> _EXTRACT TO READ_

- - - - -

How it is fit, and reading the coefficients

Section titled “How it is fit, and reading the coefficients”

There is no tidy least-squares formula for the best logistic regression, the way there was for a straight line. So this is the first place we cash in the previous lesson: logistic regression is fit by gradient descent, searching for the coefficients that minimize a loss built for probabilities (cross-entropy loss, equivalently maximum-likelihood estimation; it rewards confident-correct predictions and punishes confident-wrong ones especially hard). The procedure is exactly the downhill walk from lesson 3, applied to a different loss.

The coefficients read much like linear regression’s, with one twist. A positive coefficient means that as the feature increases, z increases, which pushes the probability of “yes” up. A negative coefficient pushes it down. The size still measures strength. (Strictly, a coefficient changes the log-odds rather than the probability directly, which is why the effect on the probability is largest in the middle of the S-curve and smaller out at the flat ends, but the direction reads the same: positive pushes toward yes.)

Everything so far decides between two outcomes, yes or no. Plenty of problems have more: which of five products, which of ten handwritten digits. Logistic regression extends in two standard ways. The simpler is one-vs-rest: train one yes/no logistic model per class (“is it a 3, or not?”, “is it a 7, or not?”), then pick the class whose model is most confident. The direct generalization is the softmax, which produces a probability for every class at once, with all of them summing to 1. The two-class sigmoid you just met is simply the special case of softmax with two outcomes. This matters beyond classical models: the softmax is exactly what sits at the output of most neural-network classifiers, turning a row of raw scores into a clean probability per class.

- - - - -

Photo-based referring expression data
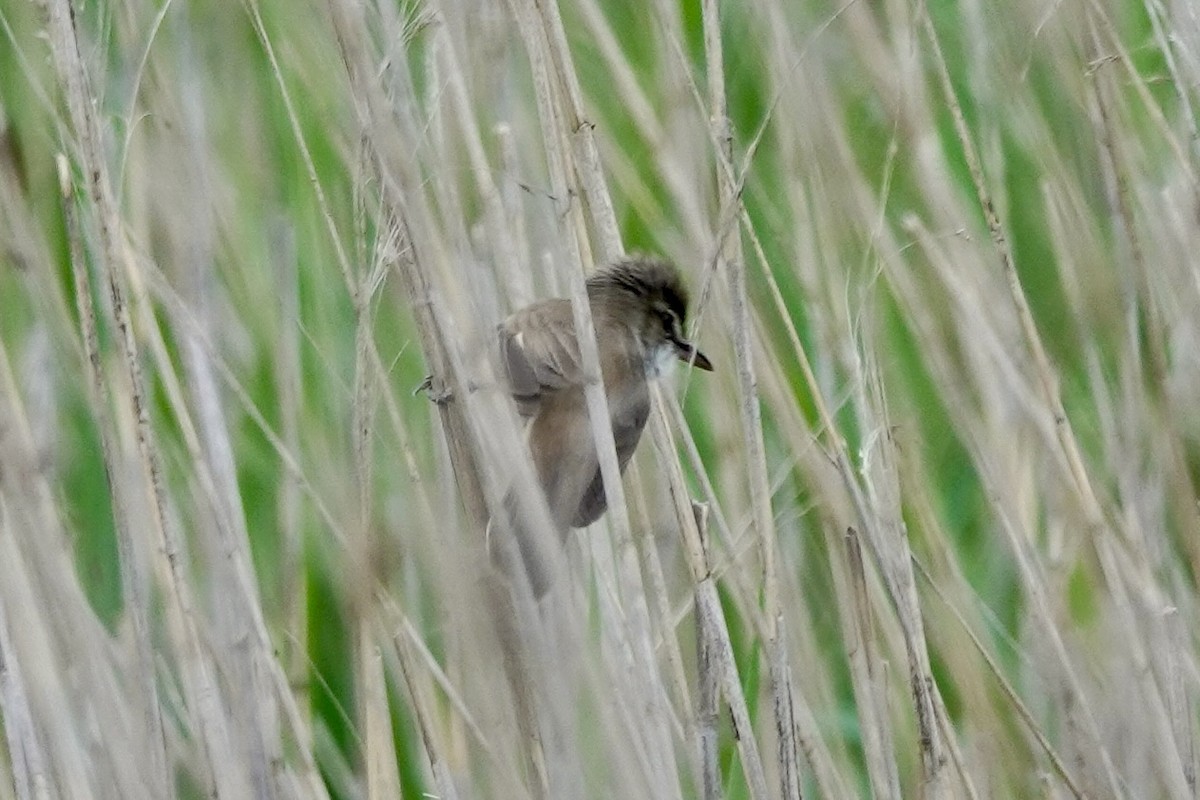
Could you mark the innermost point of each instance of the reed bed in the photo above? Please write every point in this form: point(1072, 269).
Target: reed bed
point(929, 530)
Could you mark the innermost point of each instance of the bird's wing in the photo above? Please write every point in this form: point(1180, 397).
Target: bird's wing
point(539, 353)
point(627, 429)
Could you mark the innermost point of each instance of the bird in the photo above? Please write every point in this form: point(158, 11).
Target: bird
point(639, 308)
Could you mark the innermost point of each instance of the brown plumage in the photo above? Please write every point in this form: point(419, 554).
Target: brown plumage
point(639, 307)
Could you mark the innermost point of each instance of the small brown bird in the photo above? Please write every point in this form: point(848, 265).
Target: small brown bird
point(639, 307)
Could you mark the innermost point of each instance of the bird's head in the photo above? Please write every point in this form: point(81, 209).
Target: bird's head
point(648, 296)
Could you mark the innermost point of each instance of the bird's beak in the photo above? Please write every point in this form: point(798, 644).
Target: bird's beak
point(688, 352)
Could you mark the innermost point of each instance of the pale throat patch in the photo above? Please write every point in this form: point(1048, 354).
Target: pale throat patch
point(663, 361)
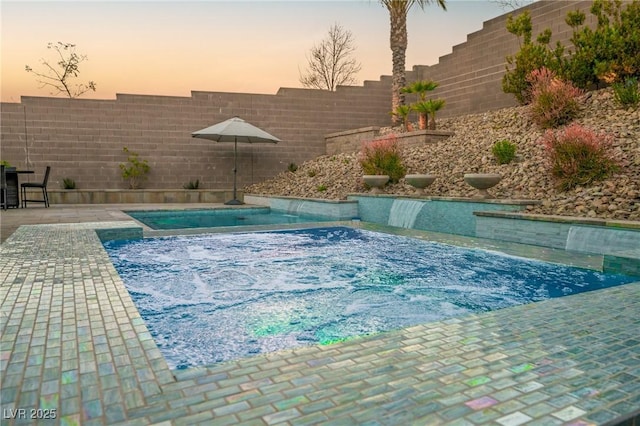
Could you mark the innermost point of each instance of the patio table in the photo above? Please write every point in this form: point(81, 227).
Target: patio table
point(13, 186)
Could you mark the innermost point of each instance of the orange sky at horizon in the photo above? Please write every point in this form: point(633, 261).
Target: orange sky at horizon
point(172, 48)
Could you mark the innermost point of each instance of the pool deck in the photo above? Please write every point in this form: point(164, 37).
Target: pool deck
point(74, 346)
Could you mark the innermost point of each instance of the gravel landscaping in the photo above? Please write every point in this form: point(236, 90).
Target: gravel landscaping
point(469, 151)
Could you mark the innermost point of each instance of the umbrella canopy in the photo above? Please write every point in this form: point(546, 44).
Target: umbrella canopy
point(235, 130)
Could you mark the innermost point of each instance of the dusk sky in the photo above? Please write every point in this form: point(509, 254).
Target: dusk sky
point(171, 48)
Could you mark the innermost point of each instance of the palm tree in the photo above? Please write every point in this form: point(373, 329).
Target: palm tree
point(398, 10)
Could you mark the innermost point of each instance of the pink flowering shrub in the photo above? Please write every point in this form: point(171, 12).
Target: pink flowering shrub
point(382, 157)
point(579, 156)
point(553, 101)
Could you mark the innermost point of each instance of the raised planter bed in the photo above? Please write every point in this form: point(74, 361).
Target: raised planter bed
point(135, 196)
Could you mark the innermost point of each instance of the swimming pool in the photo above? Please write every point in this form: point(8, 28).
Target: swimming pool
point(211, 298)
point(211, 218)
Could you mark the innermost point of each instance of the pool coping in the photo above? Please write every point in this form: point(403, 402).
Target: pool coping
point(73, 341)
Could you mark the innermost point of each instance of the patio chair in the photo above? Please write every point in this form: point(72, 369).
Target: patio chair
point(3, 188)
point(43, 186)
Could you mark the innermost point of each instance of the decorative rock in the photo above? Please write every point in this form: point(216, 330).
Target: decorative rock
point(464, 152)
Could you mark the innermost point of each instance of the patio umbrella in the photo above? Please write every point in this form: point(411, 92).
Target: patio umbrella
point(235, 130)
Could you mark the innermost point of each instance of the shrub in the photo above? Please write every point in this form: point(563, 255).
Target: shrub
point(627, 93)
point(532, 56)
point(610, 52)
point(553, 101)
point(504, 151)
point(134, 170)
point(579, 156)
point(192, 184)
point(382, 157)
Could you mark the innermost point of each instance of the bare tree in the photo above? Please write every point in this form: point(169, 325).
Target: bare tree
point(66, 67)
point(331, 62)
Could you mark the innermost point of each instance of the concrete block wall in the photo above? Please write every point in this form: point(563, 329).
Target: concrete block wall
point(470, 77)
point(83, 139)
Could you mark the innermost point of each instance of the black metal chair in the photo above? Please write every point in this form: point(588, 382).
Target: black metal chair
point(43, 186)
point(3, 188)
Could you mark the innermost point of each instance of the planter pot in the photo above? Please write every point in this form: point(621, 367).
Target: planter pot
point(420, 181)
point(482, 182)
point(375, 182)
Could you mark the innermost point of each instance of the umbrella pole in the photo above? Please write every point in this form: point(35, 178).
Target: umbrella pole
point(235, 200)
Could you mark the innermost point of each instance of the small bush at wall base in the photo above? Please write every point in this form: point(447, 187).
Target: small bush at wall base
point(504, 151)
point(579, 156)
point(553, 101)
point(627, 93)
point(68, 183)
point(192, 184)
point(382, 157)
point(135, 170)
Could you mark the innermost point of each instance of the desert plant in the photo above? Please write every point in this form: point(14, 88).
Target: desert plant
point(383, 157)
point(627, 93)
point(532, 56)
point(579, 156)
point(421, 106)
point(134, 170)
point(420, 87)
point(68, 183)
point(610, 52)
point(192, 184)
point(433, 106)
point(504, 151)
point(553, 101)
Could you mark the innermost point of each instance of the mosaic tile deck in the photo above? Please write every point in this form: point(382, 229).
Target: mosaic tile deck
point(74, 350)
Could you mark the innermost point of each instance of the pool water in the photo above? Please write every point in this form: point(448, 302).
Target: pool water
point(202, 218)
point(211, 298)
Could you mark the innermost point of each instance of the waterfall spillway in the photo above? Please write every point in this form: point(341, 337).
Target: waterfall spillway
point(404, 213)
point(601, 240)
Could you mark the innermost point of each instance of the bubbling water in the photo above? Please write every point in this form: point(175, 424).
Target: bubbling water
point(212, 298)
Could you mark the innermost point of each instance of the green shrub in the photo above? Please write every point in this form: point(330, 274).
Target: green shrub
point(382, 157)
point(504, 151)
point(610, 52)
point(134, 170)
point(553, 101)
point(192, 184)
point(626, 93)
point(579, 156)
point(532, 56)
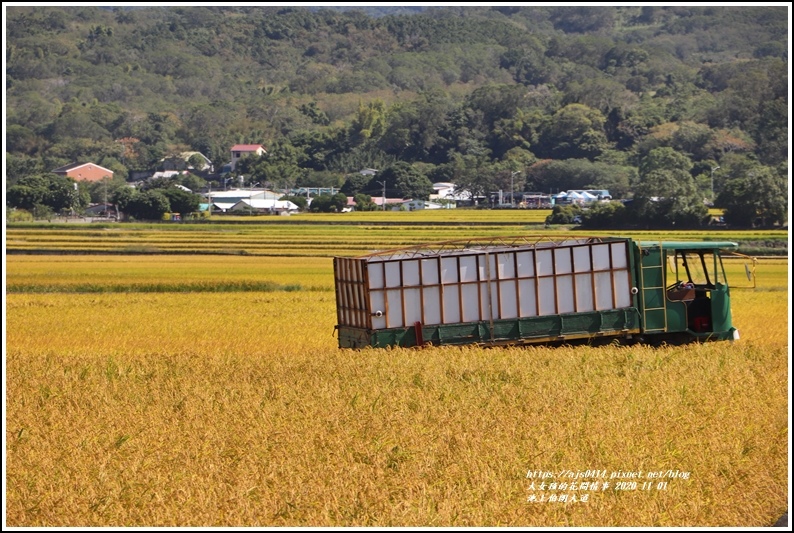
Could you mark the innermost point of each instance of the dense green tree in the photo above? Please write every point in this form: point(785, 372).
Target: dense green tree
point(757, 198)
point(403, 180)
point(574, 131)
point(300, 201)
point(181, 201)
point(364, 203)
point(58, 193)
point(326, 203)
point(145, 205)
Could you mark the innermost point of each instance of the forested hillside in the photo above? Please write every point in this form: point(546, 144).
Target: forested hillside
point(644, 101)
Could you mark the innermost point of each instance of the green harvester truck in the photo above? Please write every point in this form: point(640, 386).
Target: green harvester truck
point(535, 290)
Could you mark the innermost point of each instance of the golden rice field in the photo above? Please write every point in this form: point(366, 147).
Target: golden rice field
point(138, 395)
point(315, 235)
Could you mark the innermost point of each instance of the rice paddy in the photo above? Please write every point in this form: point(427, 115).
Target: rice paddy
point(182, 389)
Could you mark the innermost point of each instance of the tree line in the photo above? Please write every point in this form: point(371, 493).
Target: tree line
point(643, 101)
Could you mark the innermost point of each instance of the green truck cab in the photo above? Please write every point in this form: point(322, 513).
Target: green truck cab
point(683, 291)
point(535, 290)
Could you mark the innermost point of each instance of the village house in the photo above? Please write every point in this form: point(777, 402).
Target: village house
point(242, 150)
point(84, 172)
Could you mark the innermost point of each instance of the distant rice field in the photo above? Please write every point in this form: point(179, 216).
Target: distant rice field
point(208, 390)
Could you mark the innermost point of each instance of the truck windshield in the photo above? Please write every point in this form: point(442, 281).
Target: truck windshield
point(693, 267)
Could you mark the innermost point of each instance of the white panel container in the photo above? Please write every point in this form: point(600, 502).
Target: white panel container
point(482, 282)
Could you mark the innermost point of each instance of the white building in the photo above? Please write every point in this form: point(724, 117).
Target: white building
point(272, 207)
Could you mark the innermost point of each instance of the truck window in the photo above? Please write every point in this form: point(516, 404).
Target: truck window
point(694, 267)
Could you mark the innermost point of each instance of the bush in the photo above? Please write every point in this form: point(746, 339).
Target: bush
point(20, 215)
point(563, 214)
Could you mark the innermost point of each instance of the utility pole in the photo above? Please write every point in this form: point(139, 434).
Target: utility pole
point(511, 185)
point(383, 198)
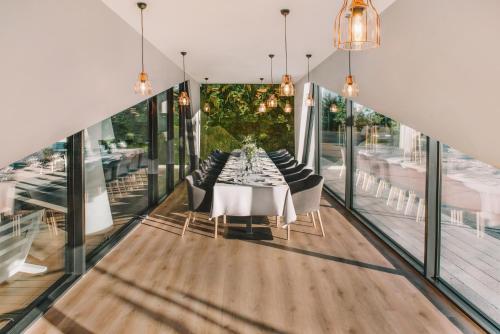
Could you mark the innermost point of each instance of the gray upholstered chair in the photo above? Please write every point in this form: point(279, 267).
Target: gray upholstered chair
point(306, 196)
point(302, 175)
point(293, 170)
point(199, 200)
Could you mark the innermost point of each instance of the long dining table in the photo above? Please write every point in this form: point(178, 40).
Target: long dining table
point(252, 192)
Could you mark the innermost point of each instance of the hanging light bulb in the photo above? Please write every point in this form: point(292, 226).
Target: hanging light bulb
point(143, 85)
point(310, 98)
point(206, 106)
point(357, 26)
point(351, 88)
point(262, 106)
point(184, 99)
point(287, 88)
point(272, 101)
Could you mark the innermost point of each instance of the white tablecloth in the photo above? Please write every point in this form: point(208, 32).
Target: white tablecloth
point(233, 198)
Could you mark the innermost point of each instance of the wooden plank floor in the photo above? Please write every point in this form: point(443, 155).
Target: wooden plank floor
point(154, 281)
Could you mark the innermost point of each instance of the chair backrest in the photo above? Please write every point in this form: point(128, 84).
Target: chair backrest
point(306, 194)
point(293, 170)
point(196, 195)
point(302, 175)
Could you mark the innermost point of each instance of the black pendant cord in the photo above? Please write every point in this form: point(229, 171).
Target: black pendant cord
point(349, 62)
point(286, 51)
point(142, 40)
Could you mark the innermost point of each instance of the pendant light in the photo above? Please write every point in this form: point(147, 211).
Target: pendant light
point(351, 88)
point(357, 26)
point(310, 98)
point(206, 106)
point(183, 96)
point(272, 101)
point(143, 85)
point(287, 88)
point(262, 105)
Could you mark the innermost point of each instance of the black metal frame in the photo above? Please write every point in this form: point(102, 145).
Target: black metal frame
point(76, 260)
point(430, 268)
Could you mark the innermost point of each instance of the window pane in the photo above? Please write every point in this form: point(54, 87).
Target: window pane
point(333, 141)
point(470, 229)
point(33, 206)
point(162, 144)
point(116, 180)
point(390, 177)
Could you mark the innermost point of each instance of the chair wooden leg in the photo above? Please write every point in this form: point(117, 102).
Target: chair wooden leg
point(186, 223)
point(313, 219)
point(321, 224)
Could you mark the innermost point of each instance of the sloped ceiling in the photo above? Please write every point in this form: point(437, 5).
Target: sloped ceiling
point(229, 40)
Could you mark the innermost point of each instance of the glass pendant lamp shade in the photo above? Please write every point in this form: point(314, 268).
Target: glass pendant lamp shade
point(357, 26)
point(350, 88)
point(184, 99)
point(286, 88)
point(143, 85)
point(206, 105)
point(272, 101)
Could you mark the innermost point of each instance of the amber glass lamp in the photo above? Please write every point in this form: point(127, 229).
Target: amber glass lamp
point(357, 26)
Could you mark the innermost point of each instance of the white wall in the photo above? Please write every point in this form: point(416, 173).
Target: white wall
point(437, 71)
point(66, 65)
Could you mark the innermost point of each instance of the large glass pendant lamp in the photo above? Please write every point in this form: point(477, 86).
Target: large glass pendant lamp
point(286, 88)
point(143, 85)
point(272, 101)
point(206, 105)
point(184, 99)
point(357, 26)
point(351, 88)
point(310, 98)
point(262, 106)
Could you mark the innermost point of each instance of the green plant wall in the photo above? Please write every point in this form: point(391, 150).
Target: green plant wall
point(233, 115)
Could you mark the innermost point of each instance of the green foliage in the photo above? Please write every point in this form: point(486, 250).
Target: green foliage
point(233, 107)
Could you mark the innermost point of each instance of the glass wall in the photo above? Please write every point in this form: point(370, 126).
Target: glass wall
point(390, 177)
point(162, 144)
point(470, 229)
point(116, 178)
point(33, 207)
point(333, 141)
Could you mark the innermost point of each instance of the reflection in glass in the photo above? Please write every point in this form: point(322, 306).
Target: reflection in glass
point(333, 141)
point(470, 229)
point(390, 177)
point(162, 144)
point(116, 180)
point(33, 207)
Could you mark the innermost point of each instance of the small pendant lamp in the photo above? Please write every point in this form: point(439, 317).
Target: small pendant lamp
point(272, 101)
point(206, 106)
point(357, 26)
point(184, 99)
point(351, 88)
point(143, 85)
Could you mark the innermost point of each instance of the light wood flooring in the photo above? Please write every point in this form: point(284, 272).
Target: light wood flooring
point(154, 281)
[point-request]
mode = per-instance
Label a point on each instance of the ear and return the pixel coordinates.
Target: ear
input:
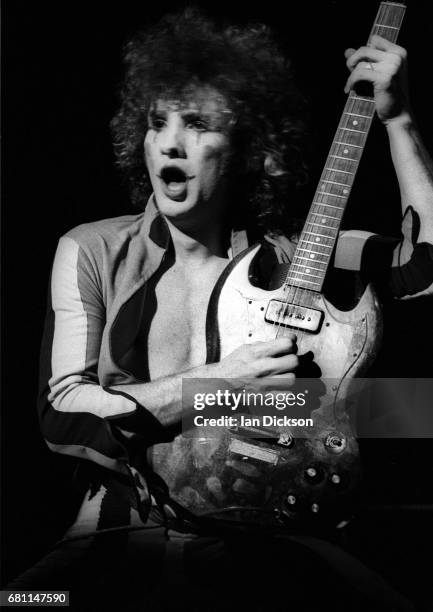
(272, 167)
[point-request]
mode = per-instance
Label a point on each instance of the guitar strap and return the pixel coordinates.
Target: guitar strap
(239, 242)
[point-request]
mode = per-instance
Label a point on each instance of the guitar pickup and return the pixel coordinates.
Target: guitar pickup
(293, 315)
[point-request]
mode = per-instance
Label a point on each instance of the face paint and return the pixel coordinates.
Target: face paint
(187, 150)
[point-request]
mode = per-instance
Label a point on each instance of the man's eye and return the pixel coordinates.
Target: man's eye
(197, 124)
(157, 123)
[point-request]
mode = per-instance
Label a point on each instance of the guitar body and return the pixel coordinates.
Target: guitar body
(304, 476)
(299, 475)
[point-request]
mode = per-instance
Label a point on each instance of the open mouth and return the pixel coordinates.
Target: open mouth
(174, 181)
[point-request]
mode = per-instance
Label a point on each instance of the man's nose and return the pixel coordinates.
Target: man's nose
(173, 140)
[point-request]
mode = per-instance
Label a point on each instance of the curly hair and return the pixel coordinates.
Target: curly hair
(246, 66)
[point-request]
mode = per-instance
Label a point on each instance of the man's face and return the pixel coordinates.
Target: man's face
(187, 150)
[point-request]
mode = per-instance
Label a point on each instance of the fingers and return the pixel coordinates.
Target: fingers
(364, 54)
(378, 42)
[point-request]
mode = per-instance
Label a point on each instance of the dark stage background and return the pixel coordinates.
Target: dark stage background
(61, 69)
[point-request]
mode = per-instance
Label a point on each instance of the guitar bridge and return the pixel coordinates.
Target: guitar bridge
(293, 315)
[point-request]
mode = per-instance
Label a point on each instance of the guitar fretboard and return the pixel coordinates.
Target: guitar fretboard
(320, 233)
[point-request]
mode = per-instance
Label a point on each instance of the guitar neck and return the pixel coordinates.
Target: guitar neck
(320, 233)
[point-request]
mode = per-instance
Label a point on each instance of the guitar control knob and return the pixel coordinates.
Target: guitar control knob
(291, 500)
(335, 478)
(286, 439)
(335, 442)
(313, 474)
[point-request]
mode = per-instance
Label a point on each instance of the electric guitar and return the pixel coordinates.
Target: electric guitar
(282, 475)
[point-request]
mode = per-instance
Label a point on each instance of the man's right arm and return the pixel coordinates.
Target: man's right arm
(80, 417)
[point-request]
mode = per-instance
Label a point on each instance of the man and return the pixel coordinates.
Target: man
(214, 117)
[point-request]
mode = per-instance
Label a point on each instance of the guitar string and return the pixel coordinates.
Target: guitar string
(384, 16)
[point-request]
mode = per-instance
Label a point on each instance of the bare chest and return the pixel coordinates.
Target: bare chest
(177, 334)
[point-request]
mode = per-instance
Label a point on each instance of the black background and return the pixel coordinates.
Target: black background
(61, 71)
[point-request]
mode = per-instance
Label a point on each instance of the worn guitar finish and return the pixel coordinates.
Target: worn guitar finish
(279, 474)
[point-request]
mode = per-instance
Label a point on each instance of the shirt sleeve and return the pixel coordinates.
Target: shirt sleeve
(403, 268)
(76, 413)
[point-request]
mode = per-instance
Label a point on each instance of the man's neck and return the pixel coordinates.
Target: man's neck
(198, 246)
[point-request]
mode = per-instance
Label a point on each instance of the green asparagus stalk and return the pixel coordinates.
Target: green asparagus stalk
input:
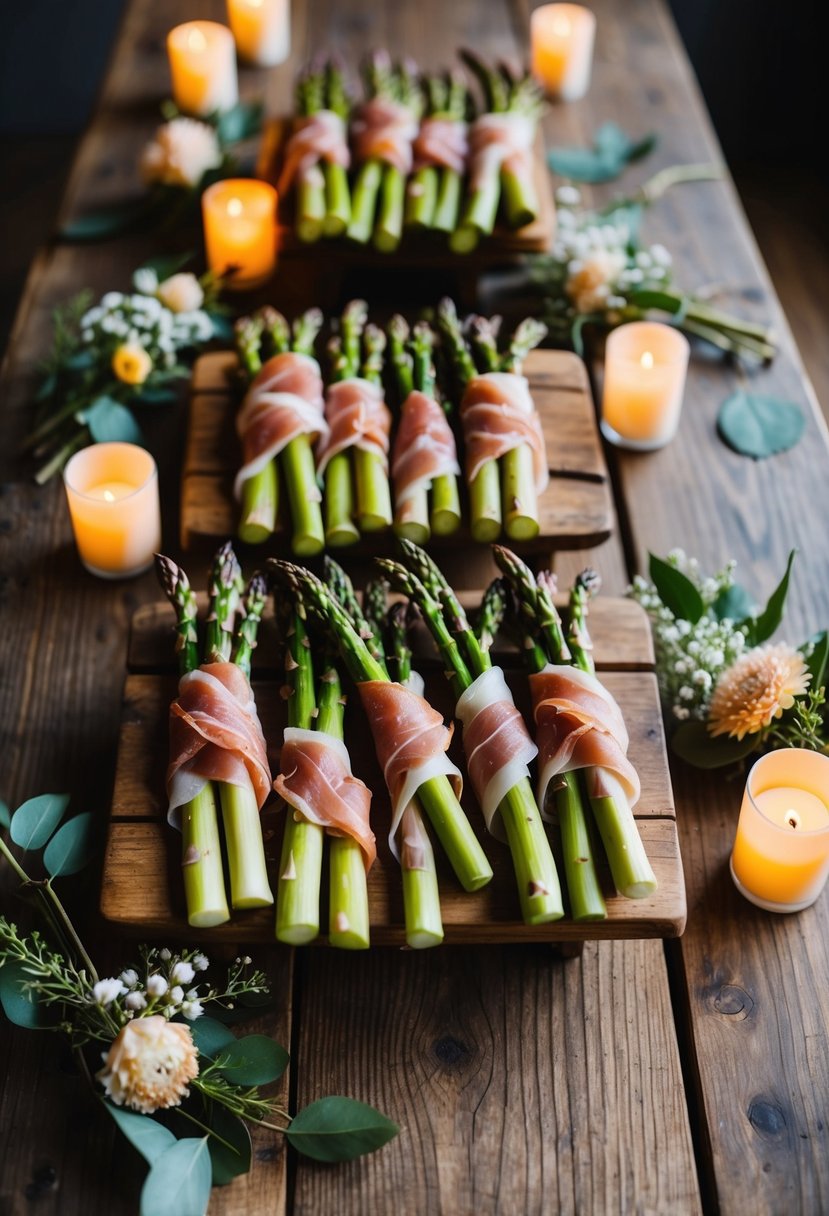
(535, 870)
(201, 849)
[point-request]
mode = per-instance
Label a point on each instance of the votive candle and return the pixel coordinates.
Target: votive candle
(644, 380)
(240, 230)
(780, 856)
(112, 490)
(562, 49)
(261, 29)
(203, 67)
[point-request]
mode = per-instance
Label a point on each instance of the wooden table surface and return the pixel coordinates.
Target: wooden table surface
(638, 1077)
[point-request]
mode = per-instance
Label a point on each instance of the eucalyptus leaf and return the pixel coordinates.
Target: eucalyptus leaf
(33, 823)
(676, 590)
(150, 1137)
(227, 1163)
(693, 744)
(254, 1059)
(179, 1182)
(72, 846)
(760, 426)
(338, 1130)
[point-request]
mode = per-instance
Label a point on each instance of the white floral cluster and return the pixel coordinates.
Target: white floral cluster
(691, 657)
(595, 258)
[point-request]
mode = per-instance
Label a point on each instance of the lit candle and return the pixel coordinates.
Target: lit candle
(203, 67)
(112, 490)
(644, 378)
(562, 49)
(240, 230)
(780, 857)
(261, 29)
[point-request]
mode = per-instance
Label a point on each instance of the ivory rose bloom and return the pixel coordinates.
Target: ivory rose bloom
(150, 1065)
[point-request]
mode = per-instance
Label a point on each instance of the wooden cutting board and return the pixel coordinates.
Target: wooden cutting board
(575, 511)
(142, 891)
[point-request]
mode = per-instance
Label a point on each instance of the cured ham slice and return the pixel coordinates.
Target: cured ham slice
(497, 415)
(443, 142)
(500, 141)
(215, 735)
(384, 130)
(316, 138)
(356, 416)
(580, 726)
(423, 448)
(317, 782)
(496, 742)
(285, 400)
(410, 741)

- - - - -

> _CHECK YOUR UNDERSTANDING_
A) Answer these questions about the logistic regression extract:
(i) What method is used to fit logistic regression?
(ii) What does a negative coefficient do to the probability of "yes"?
(iii) What do the softmax probabilities for all classes sum to?
B) Please repeat the stretch of the logistic regression extract from "The coefficients read" through "pushes toward yes.)".

> _RESPONSES BY ITEM NUMBER_
A)
(i) Gradient descent.
(ii) It pushes the probability down.
(iii) They sum to 1.

B)
The coefficients read much like linear regression’s, with one twist. A positive coefficient means that as the feature increases, z increases, which pushes the probability of “yes” up. A negative coefficient pushes it down. The size still measures strength. (Strictly, a coefficient changes the log-odds rather than the probability directly, which is why the effect on the probability is largest in the middle of the S-curve and smaller out at the flat ends, but the direction reads the same: positive pushes toward yes.)